3Sum Smaller
題意:
Given an array of n integers nums and a target, find the number of index triplets i, j, k with 0 <= i < j < k < n that satisfy the condition nums[i] + nums[j] + nums[k] < target.
For example, given nums = [-2, 0, 1, 3], and target = 2.
Return 2. Because there are two triplets which sums are less than 2:
[-2, 0, 1]
[-2, 0, 3]
Follow up: Could you solve it in O(n2) runtime?
解題思路:
此題題意沒說清楚,重複的解答也要算在進去。
暴力法就花O(N^3)全部比對一遍
O(N^2)法就是先把陣列排序後,用3sum的方法來算,特別的地方如下
如果sum >= target 則 j--
如果sum < target 那麼 j - i 都是解
程式碼如下:
public class Solution {
public int threeSumSmaller(int[] nums, int target) {
if (nums == null || nums.length < 3) {
return 0;
}
Arrays.sort(nums);
int count = 0;
for (int i = 0; i < nums.length - 2; i++) {
int left = i + 1;
int right = nums.length - 1;
while (left < right) {
int sum = nums[i] + nums[left] + nums[right];
// 重點在此,一旦sum小於target,則nums[right]搭配nums[left~(right-1)]這些都是解
if (sum < target) {
count += right - left;
left++;
} else if (sum >= target) {
right--;
}
}
}
return count;
}
}

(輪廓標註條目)

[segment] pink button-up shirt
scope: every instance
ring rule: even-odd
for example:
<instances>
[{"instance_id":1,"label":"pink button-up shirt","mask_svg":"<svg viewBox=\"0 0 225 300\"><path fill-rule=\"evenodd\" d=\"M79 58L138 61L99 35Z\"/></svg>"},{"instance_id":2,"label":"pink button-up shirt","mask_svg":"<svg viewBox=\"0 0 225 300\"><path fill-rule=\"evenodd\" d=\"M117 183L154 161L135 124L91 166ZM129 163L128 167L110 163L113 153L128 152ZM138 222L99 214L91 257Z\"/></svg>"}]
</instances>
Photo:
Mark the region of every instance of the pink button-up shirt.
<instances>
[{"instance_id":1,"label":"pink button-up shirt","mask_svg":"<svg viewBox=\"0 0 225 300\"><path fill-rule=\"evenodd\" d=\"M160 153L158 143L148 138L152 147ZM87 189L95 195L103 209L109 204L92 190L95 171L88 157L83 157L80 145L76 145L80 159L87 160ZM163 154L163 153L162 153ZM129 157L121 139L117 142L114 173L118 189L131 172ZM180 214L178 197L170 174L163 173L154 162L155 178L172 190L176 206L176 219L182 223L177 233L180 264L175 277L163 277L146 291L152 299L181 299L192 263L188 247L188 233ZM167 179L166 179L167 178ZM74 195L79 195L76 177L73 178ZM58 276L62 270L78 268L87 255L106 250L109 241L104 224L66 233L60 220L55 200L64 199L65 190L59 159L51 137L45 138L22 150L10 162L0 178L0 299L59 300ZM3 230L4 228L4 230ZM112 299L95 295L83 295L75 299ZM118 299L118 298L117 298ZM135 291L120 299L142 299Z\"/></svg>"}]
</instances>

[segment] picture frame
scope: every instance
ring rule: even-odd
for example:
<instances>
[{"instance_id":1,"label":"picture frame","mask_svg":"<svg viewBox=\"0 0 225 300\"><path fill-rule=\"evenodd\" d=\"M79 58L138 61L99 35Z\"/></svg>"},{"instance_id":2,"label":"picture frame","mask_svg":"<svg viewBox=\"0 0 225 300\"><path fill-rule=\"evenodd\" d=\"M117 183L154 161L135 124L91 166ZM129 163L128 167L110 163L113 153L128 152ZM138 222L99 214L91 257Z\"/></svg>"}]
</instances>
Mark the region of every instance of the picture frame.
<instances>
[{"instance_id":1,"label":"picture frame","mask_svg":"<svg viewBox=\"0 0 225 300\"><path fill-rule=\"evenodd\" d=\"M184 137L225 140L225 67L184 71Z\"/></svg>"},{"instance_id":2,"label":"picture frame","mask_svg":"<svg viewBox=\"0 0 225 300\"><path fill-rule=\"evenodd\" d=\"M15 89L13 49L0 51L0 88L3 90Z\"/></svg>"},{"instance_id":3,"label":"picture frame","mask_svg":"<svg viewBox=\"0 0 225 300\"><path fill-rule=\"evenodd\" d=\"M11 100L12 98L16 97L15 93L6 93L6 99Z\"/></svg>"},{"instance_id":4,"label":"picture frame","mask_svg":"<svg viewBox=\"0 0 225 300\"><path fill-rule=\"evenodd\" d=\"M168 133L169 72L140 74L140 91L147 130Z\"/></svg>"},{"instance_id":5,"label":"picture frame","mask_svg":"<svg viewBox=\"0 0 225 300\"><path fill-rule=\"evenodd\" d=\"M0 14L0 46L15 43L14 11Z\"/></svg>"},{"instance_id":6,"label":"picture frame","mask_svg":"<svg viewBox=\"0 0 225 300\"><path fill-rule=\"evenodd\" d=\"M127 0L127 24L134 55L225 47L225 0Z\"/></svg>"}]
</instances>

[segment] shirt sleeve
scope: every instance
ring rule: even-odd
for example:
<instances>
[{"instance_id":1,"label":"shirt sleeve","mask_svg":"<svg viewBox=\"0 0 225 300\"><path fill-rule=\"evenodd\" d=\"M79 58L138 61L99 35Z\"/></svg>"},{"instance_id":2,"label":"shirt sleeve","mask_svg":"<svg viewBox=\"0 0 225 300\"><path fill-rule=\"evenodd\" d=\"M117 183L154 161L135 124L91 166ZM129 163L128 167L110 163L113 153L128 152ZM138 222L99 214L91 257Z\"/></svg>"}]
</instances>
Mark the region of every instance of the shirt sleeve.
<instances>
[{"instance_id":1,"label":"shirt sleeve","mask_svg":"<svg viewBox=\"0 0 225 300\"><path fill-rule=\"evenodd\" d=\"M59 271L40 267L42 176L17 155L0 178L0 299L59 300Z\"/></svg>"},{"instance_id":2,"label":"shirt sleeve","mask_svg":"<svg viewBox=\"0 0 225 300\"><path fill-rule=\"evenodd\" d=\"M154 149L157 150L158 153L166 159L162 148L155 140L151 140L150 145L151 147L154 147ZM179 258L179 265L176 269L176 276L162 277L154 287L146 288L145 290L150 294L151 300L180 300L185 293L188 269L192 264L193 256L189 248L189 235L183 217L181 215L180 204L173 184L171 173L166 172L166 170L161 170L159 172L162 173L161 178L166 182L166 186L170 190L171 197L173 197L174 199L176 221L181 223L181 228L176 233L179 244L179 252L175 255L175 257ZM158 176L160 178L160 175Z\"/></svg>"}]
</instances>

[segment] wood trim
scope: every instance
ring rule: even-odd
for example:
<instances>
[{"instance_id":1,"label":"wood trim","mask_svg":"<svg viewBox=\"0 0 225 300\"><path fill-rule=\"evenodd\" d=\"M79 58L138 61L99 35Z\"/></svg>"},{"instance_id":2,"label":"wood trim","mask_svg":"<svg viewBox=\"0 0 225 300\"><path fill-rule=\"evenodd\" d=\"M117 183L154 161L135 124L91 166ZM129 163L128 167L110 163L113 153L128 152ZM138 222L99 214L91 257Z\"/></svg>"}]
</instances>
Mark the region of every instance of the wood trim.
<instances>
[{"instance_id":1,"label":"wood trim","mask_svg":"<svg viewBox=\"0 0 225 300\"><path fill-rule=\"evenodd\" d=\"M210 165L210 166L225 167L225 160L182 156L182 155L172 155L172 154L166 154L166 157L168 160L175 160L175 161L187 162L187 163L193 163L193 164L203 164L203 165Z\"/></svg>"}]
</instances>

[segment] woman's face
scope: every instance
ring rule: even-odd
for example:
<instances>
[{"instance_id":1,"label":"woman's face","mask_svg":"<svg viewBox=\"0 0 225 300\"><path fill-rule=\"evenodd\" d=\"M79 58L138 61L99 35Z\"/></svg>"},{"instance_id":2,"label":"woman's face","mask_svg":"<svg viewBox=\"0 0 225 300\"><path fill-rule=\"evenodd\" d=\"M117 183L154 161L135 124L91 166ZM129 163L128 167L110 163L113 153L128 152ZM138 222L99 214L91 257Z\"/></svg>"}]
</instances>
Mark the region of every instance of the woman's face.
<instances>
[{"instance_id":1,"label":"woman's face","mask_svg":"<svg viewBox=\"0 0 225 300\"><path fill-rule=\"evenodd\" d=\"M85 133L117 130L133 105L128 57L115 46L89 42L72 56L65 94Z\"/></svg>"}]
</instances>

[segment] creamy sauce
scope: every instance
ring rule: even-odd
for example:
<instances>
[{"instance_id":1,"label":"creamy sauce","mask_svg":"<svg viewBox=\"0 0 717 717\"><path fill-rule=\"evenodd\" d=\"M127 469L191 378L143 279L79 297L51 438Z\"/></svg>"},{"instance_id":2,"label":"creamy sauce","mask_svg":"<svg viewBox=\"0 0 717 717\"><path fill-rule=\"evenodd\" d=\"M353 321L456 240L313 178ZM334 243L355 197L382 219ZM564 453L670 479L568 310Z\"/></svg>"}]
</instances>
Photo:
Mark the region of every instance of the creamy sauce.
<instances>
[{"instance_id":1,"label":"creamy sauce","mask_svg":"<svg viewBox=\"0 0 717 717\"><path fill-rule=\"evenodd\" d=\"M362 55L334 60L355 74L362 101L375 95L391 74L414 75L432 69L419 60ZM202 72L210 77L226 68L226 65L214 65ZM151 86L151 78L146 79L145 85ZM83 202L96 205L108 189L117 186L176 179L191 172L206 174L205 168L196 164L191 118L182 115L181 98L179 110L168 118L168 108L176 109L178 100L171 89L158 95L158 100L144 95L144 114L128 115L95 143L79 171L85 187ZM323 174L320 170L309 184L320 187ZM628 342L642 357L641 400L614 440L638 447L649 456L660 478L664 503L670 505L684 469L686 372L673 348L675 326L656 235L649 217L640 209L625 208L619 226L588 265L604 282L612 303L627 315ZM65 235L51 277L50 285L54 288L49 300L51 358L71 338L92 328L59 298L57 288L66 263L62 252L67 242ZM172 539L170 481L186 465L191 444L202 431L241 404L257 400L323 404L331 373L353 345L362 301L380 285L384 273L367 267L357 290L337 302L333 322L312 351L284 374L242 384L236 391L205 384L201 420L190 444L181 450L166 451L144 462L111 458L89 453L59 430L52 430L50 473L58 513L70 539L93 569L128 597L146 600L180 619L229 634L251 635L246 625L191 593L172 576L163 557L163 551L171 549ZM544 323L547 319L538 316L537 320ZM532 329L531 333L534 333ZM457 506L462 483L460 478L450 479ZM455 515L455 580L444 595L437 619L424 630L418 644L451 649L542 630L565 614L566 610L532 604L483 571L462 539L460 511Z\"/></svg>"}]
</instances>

==

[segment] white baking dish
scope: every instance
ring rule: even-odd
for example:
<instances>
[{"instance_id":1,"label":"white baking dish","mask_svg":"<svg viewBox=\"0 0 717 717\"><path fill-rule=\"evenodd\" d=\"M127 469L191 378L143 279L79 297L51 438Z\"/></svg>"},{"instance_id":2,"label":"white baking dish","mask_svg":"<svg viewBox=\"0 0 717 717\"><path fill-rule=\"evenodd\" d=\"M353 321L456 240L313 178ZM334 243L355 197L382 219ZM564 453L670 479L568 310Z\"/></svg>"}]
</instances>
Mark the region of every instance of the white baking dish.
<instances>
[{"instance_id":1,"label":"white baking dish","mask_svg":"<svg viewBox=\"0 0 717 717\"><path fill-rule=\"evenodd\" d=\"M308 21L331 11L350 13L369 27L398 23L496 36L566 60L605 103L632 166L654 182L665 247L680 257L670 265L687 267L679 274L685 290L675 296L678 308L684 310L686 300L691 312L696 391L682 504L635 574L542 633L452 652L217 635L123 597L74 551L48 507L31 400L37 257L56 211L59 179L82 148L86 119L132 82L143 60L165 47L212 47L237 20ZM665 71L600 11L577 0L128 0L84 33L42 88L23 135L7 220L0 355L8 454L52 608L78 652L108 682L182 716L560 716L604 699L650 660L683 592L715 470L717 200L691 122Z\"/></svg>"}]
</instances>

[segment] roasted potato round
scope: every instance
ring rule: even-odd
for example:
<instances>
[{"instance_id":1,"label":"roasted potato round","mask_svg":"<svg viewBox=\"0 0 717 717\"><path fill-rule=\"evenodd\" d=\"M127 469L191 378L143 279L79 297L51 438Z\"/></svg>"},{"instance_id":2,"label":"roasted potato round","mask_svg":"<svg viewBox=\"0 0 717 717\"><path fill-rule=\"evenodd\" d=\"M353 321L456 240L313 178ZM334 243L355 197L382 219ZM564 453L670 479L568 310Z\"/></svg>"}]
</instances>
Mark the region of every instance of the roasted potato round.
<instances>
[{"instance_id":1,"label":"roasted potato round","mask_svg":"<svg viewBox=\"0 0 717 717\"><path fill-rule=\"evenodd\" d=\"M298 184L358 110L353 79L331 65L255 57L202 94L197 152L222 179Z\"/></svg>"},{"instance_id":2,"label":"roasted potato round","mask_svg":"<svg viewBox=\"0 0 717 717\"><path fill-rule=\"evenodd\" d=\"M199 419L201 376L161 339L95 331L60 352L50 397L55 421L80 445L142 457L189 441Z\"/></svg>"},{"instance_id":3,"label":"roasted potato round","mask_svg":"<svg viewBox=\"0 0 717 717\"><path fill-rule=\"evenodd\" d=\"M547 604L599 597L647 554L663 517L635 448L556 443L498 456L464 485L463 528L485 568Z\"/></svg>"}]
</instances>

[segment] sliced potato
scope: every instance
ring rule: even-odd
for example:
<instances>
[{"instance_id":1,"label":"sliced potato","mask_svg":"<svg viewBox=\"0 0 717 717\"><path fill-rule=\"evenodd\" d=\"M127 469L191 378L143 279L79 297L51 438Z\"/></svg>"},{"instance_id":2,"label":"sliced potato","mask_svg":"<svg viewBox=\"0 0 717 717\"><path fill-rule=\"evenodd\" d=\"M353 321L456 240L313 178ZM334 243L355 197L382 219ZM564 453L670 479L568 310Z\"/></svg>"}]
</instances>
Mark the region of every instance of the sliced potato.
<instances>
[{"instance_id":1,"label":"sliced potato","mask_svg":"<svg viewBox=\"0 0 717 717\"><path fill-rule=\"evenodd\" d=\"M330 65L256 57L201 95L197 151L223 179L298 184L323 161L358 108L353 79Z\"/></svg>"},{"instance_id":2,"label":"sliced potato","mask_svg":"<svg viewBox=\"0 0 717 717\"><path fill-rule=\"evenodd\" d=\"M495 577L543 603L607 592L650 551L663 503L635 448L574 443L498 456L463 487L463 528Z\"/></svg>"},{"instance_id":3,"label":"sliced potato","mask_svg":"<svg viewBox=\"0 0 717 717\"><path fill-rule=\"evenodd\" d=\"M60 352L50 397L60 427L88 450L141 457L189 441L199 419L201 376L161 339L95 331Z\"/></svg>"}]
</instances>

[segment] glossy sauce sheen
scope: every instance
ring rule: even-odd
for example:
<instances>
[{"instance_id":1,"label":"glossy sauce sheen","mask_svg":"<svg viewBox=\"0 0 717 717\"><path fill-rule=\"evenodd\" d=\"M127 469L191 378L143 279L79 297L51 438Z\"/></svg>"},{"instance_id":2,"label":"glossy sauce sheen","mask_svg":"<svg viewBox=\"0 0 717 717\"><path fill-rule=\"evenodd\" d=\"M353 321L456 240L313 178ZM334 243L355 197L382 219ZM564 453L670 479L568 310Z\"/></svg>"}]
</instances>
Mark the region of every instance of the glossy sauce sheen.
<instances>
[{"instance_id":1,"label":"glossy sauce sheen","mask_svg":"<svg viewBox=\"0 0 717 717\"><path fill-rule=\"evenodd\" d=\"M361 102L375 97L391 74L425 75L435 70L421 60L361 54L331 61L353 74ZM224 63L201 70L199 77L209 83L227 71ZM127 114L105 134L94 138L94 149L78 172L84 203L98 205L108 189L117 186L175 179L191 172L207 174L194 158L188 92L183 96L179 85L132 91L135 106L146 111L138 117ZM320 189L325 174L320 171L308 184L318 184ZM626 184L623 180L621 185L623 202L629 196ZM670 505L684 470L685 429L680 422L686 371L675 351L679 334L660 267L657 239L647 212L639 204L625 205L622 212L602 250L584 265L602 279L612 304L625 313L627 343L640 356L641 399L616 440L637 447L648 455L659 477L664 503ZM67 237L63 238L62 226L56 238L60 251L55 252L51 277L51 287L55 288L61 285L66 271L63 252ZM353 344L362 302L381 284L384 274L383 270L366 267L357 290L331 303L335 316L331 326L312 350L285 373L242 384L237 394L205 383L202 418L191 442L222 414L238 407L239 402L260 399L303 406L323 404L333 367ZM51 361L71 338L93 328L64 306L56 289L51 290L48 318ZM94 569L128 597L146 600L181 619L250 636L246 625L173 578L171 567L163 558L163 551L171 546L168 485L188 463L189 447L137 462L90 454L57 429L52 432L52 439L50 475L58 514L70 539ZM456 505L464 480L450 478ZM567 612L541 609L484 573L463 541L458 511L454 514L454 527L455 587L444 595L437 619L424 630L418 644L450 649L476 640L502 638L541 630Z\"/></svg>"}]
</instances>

- **作業說明**
a – 將提供文本中的這句話譯成英文:「此題題意沒說清楚,重複的解答也要算在進去。」
b – 逐字抄錄提供文本中從「3Sum Smaller」開始、到「此題題意沒說清楚,重複的解答也要算在進去。」為止的部分,「此題題意沒說清楚,重複的解答也要算在進去。」本身也要包含在內。

- **依序結果**
a – The problem statement does not make this clear, but duplicate solutions must also be counted.

b –
3Sum Smaller
題意:
Given an array of n integers nums and a target, find the number of index triplets i, j, k with 0 <= i < j < k < n that satisfy the condition nums[i] + nums[j] + nums[k] < target.
For example, given nums = [-2, 0, 1, 3], and target = 2.
Return 2. Because there are two triplets which sums are less than 2:
[-2, 0, 1]
[-2, 0, 3]
Follow up: Could you solve it in O(n2) runtime?
解題思路:
此題題意沒說清楚,重複的解答也要算在進去。